→ Required task A
Answer these questions using the passage on China's rise, one answer per line:
(i) Where was the writer sitting when Hu Jintao delivered his message?
(ii) According to the passage, since what event has globalization been the driving force?
(iii) Which two earlier powers does the passage say China's instincts especially echo?
>> begin Text passage
Yet, sitting under the baking sun in Tiananmen Square that morning, I felt Hu Jintao was delivering a very different message—the words of a risen China, not a rising China. He was telling the country and the world not only that the Communist Party was still very much in charge, but that it was also pursuing a path that was moral and right. China, he suggested, was now an important nation with legitimate interests, and it would not be afraid to defend them. Nations do not change tack overnight, of course, but the parade brought to the surface powerful forces that had been building for some time. It represented a symbolic turning point in modern Chinese history, when it became hard to ignore the way the Deng Xiaoping formula of self-restraint was crumbling and the new era of geopolitical competition with the United States that was emerging. The socialist rock in the East wanted to escape from the shadow of the West.
This is a book about the new age of rivalry. It is about why China now wants to start exerting influence around the world and about the growing competition with the U.S. that will be the single most important factor in world politics over the coming decades. If globalization has been the driving force over the last few decades—in fact, since China embarked on its economic reforms in the late 1970s, after the death of Mao—then there is now a powerful force pulling in the opposite direction, an old-fashioned struggle for influence and power between China and the U.S., the two most important nations in the world.
“The Contest of the Century” revolves around three central points.
The first is that China has started to make the crucial shift from a government that accepts the existing rules to one that seeks to shape the world according to its own national interests, from rule taker to rule maker. Beijing is starting to channel its inner great power. The book provides a portrait of the new Chinese mentality, the energies, ambitions, and tensions that are pushing China in this direction. Much of the discussion of modern China focuses on the nature of the Communist Party and its hold on power, and, indeed, it is impossible to detach ideology from the way China relates to the rest of the world. But China is also responding forcefully to the same sort of instincts that have animated new great powers in the past, with particularly strong echoes from both the U.S. and late-nineteenth-century Germany. “History does not repeat itself, but it does rhyme,” as Mark Twain is often quoted as saying—even though it is not clear that he ever did.
>> end Text passage
→ Required task B
Extract every line of the rows below that contains the string "flower". Case counts.
>> begin Stored rows
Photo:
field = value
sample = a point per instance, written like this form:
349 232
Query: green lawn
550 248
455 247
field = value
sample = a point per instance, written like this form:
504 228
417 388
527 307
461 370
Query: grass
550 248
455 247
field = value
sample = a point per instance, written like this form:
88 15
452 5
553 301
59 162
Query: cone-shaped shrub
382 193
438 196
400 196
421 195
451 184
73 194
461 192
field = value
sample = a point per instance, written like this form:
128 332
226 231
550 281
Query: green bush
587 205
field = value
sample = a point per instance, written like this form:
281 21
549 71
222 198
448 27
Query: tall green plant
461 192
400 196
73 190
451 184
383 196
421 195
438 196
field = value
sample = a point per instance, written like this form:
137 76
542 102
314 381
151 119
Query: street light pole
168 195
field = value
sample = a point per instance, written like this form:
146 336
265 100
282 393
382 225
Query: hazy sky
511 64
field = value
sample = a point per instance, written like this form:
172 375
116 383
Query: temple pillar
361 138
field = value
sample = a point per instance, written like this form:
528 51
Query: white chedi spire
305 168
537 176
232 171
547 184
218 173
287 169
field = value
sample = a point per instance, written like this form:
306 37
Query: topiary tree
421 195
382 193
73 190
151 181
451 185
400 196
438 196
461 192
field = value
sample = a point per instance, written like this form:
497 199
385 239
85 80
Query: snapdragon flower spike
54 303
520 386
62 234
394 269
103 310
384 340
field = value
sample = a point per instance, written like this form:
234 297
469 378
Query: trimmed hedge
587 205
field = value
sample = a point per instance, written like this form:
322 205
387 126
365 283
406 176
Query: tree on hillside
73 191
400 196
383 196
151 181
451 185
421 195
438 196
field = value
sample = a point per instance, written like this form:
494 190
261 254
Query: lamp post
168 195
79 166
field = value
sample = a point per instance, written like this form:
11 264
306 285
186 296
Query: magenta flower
>> end Stored rows
→ Written response A
(i) Under the baking sun in Tiananmen Square.
(ii) Since China embarked on its economic reforms in the late 1970s, after the death of Mao.
(iii) The U.S. and late-nineteenth-century Germany.

→ Written response B
Query: snapdragon flower spike
Query: magenta flower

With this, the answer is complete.